DATA FOR REVIEW Start Marker

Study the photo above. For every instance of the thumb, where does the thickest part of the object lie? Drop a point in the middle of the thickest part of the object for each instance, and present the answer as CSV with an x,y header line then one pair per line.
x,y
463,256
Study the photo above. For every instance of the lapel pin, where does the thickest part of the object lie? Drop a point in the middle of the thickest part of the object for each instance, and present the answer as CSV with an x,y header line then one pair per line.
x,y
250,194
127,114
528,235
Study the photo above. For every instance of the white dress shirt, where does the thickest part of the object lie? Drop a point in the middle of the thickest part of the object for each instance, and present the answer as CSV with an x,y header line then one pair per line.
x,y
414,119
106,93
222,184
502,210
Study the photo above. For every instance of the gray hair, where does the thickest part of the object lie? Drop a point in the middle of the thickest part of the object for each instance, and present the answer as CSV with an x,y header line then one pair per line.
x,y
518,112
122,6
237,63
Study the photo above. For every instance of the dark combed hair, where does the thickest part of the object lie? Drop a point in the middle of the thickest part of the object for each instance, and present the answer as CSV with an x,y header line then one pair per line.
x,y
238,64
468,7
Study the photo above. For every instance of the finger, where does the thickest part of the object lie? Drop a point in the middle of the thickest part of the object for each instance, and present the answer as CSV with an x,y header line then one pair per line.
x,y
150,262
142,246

DATA FOR REVIEW End Marker
DATA FOR REVIEW Start Marker

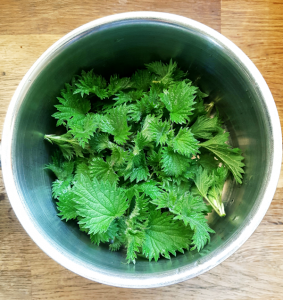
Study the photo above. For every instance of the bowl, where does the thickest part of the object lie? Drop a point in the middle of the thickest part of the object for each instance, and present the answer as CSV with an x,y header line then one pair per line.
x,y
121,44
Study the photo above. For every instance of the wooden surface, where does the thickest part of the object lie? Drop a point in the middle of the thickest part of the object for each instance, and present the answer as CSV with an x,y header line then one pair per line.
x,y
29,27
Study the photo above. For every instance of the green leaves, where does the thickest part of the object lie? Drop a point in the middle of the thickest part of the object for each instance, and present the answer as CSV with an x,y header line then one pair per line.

DATA FOR REVIEW End Marker

TASK:
Reproducing the whole listing above is not the task. Copy exactly only the lines from the one with "Study the photo above. For every instance of the wooden" to the one with "Study the photo above. For every instance of the green", both kept.

ANSWER SPACE:
Study the photo above. For every instance of the wooden surface, where does the thickest part of the object lie? Drop a point in the middle of the thickest part of the object for each instance, and present the answer as CSV with an x,y header line then one pair per line.
x,y
29,27
Study the photo above. For every instance of the green leaves, where does the thickest part of the object lie? Drop a point in the middle of the thickest part of the object for each instance, and present the answer as CSV with an x,y header line then one pair per line.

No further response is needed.